MATERIAL TO PROCESS:
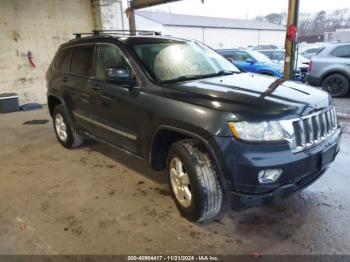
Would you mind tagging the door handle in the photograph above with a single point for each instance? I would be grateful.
(95, 87)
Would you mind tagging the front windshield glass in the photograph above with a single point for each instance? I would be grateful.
(260, 57)
(178, 61)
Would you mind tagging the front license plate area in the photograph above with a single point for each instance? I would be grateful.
(328, 155)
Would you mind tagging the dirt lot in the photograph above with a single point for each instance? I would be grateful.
(96, 200)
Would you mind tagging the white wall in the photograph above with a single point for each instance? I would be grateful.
(146, 24)
(39, 26)
(194, 33)
(216, 37)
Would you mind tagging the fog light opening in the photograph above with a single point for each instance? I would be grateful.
(269, 176)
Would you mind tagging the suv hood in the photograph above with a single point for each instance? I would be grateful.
(251, 96)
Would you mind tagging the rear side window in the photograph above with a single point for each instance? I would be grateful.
(82, 60)
(64, 59)
(342, 51)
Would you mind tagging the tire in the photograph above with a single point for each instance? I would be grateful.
(336, 85)
(204, 186)
(72, 138)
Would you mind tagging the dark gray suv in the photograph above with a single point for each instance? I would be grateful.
(330, 68)
(219, 133)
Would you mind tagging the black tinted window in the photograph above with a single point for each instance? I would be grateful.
(63, 59)
(342, 51)
(82, 60)
(109, 57)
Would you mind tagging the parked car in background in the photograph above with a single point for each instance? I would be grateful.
(330, 68)
(278, 56)
(263, 47)
(252, 61)
(311, 51)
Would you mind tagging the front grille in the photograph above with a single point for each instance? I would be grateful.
(313, 129)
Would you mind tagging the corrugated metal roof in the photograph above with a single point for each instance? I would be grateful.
(205, 21)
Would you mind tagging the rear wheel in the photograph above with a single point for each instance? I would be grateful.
(193, 181)
(64, 129)
(336, 85)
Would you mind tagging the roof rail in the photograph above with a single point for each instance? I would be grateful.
(117, 32)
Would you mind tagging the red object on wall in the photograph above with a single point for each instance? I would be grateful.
(292, 33)
(30, 58)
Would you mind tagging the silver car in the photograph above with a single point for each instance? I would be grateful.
(330, 68)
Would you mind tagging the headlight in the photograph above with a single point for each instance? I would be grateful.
(257, 131)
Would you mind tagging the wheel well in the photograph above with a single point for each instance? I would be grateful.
(160, 147)
(52, 103)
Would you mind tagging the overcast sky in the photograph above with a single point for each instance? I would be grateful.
(248, 8)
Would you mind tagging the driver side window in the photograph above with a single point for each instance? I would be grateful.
(110, 58)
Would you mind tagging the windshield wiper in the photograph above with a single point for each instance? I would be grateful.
(193, 77)
(185, 77)
(226, 72)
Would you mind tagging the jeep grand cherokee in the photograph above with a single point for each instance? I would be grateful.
(187, 110)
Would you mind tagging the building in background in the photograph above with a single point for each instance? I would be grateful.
(213, 31)
(32, 30)
(340, 35)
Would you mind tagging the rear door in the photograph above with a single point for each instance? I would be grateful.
(81, 71)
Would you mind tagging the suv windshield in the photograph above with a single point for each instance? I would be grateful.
(260, 57)
(179, 61)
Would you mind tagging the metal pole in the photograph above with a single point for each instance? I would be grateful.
(290, 45)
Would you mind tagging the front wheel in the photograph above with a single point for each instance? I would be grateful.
(64, 129)
(336, 85)
(193, 181)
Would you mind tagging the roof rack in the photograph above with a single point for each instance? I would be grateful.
(117, 32)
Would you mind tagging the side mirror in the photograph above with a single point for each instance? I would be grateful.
(229, 59)
(250, 61)
(118, 74)
(121, 76)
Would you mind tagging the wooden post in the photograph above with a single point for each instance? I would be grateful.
(290, 45)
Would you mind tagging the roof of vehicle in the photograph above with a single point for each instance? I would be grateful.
(205, 21)
(128, 40)
(270, 50)
(229, 49)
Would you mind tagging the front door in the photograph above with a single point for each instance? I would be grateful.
(115, 104)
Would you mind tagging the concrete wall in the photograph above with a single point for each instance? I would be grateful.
(227, 38)
(146, 24)
(216, 37)
(38, 26)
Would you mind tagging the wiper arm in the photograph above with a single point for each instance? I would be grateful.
(185, 77)
(226, 72)
(193, 77)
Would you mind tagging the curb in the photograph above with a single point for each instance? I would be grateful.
(343, 115)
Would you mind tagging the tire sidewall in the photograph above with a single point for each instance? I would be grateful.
(193, 212)
(60, 110)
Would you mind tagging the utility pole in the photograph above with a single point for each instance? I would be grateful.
(291, 38)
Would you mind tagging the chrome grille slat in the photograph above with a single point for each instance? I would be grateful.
(312, 129)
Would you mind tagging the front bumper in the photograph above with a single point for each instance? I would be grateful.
(245, 160)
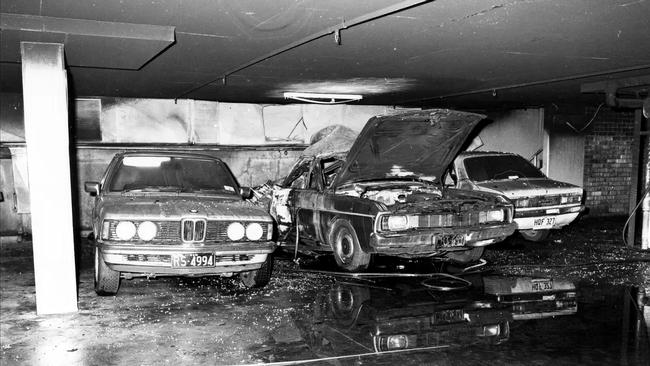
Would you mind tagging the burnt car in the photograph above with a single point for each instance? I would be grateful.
(160, 213)
(541, 203)
(383, 195)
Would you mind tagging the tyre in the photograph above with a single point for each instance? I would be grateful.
(259, 277)
(107, 281)
(535, 235)
(347, 252)
(465, 256)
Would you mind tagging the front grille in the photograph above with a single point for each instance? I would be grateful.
(193, 230)
(189, 231)
(167, 231)
(548, 200)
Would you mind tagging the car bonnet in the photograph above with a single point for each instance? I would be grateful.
(416, 143)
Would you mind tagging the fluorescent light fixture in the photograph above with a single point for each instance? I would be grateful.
(322, 98)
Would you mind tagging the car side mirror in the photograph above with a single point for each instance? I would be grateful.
(246, 192)
(92, 188)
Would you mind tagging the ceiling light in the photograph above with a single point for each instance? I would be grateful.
(322, 98)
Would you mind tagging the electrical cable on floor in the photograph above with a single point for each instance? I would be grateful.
(333, 358)
(584, 264)
(367, 274)
(632, 215)
(463, 284)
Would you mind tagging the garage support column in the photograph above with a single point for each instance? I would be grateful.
(45, 95)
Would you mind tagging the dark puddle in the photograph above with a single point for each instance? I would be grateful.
(482, 319)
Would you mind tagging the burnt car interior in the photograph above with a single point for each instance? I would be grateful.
(284, 182)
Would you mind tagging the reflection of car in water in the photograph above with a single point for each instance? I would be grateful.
(383, 195)
(540, 203)
(388, 316)
(533, 298)
(160, 213)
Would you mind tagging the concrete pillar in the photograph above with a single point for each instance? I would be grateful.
(45, 94)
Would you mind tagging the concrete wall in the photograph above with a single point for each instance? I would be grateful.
(258, 142)
(566, 157)
(519, 131)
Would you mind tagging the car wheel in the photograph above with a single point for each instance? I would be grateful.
(347, 251)
(535, 235)
(107, 281)
(259, 277)
(465, 256)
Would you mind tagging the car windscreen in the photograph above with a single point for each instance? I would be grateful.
(493, 167)
(175, 174)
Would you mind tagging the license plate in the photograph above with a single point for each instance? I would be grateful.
(451, 240)
(193, 260)
(448, 316)
(546, 222)
(542, 285)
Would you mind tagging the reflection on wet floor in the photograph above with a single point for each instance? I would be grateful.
(307, 316)
(496, 320)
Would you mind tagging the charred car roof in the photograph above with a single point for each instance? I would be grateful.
(415, 143)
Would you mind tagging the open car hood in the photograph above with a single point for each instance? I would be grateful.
(419, 144)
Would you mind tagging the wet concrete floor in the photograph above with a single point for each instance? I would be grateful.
(577, 299)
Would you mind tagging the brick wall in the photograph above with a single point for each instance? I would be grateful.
(608, 160)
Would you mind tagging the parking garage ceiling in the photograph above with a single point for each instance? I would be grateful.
(417, 53)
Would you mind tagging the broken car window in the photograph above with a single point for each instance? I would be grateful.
(484, 168)
(179, 174)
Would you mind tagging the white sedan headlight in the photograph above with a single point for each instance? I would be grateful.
(147, 230)
(495, 216)
(397, 222)
(236, 231)
(254, 231)
(125, 230)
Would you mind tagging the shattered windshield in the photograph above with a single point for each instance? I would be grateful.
(172, 174)
(495, 167)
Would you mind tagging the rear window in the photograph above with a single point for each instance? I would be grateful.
(179, 174)
(483, 168)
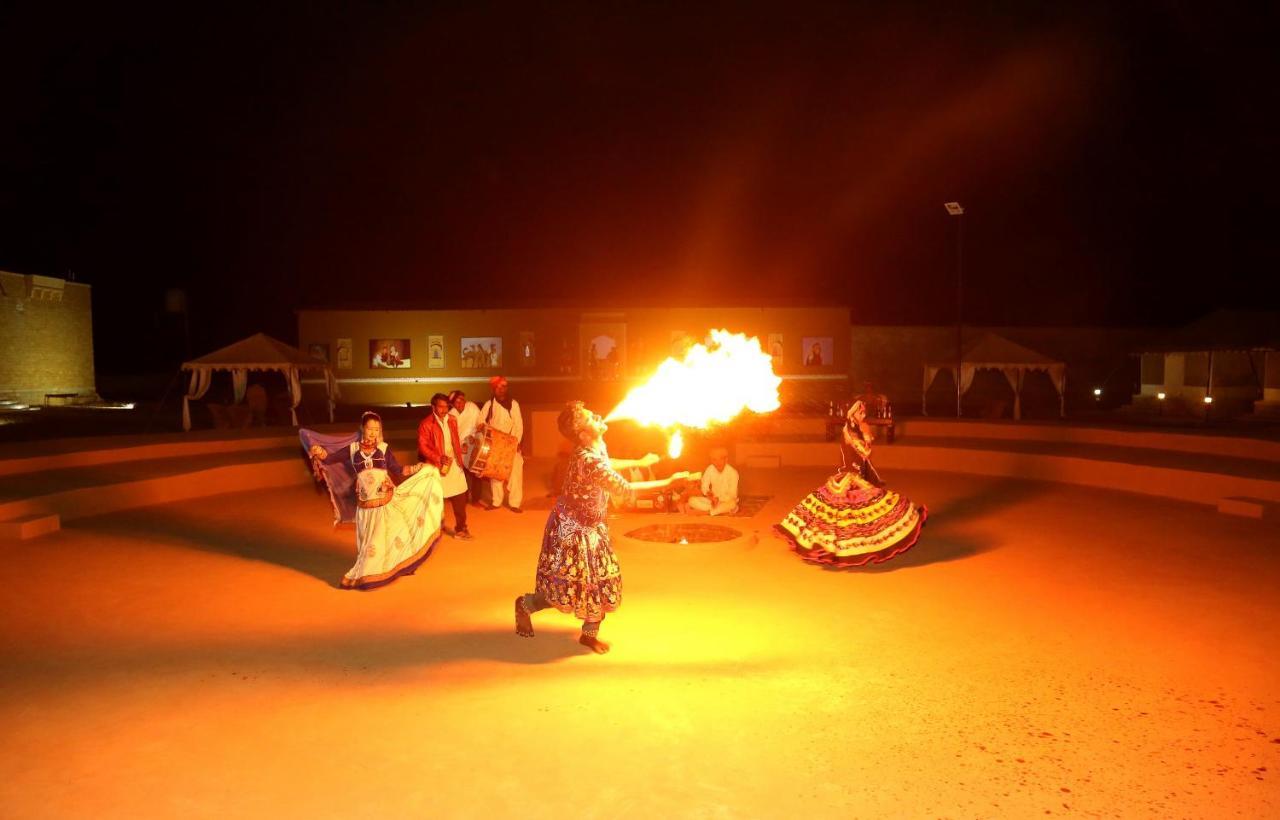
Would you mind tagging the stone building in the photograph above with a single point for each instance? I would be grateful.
(46, 340)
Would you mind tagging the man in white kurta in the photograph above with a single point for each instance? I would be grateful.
(720, 488)
(503, 413)
(439, 445)
(469, 417)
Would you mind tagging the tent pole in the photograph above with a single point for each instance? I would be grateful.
(163, 398)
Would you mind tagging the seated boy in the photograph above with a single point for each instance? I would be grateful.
(718, 485)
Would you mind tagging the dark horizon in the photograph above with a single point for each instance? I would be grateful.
(1116, 165)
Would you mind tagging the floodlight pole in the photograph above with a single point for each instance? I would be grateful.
(955, 209)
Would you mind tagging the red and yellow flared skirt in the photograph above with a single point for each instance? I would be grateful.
(850, 522)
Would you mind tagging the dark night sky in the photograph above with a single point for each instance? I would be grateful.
(1119, 165)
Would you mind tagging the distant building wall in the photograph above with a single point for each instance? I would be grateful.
(1239, 380)
(46, 338)
(561, 342)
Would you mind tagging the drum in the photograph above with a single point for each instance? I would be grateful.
(494, 452)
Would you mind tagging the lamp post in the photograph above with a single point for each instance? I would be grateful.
(955, 209)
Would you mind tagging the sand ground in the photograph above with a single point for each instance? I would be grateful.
(1046, 650)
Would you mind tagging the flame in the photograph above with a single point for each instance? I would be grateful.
(676, 445)
(712, 384)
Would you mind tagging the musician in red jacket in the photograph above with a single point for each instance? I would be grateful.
(438, 444)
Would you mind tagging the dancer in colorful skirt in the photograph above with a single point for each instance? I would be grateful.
(577, 572)
(397, 509)
(853, 520)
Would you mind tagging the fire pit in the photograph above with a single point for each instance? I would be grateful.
(685, 534)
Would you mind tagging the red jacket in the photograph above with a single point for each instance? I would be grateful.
(430, 440)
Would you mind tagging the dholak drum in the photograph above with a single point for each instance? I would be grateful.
(494, 453)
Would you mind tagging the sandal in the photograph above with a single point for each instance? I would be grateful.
(524, 623)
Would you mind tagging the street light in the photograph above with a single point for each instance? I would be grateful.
(955, 209)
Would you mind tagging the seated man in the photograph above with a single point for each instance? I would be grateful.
(720, 488)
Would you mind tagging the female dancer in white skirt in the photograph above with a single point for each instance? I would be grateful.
(398, 511)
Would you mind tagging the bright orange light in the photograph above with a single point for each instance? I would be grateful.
(711, 385)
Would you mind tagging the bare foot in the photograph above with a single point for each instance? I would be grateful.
(524, 623)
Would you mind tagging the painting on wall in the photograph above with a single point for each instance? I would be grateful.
(481, 352)
(528, 348)
(392, 353)
(776, 351)
(567, 360)
(818, 351)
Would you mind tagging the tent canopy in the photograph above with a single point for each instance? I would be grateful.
(995, 352)
(1221, 330)
(257, 352)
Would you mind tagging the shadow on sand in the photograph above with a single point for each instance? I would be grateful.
(309, 551)
(944, 540)
(355, 658)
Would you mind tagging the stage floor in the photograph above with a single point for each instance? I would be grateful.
(1045, 650)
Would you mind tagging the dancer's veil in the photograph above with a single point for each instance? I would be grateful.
(338, 480)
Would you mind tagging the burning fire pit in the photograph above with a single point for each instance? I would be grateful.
(685, 534)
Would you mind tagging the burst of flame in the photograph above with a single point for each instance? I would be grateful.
(712, 384)
(676, 445)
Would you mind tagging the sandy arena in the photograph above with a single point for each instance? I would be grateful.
(1045, 650)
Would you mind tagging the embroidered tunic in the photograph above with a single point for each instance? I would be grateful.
(576, 568)
(853, 520)
(397, 525)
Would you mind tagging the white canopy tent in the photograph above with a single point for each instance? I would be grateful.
(257, 352)
(995, 352)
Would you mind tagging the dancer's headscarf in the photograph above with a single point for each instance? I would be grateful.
(338, 479)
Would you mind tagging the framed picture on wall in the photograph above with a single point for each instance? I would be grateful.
(389, 353)
(776, 351)
(481, 352)
(818, 351)
(604, 346)
(528, 348)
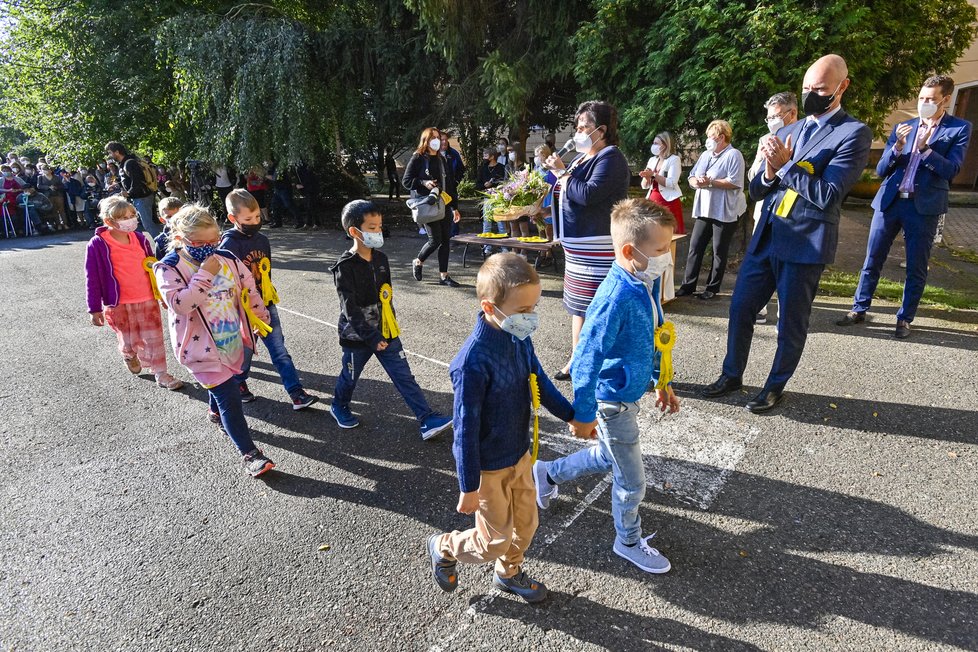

GOAL: Please copy out the rows word for word, starting with the line that contains "Would you mind tagging the shadow" and going on through the end of the records, leaving out the pictures.

SOLVED PROBLEM:
Would you mind tagging the shadow on sand in the photograph above with a single point for each instance? I would be grateful.
(309, 551)
(944, 540)
(355, 658)
Would you mind tagging the stage floor in the photograph above with a single point for each instance? I would be grateful.
(1045, 650)
Would you mind tagging the dancer's veil in the photograph above with a single point for each instance? I would be grateful.
(338, 480)
Would you mind tagging the burning fire pit in the photograph above with a single point for each instance? I would be grateful.
(685, 534)
Would you mind tagging the burst of flame in the photograph above with a single point for each instance? I would be grateful.
(712, 384)
(676, 445)
Would you mind tagging the sandy arena in the photograph above with a single point for each instance? I would be grateful.
(1045, 650)
Would you mind tagging the embroidered tunic in the photograph above with a single point for each instance? I would be grateful.
(576, 568)
(853, 520)
(397, 525)
Would you mind tagging the white canopy tent in the photograph above with a single point for each instance? I would be grateful.
(257, 352)
(995, 352)
Would you mind tagging the dancer's headscarf in the photograph above with a single point for each instance? I would be grateful.
(338, 479)
Would you mind tagging the framed picture on wall in the photograph above with a single point for each instance? I would be grateful.
(389, 353)
(776, 351)
(481, 352)
(818, 351)
(604, 346)
(528, 348)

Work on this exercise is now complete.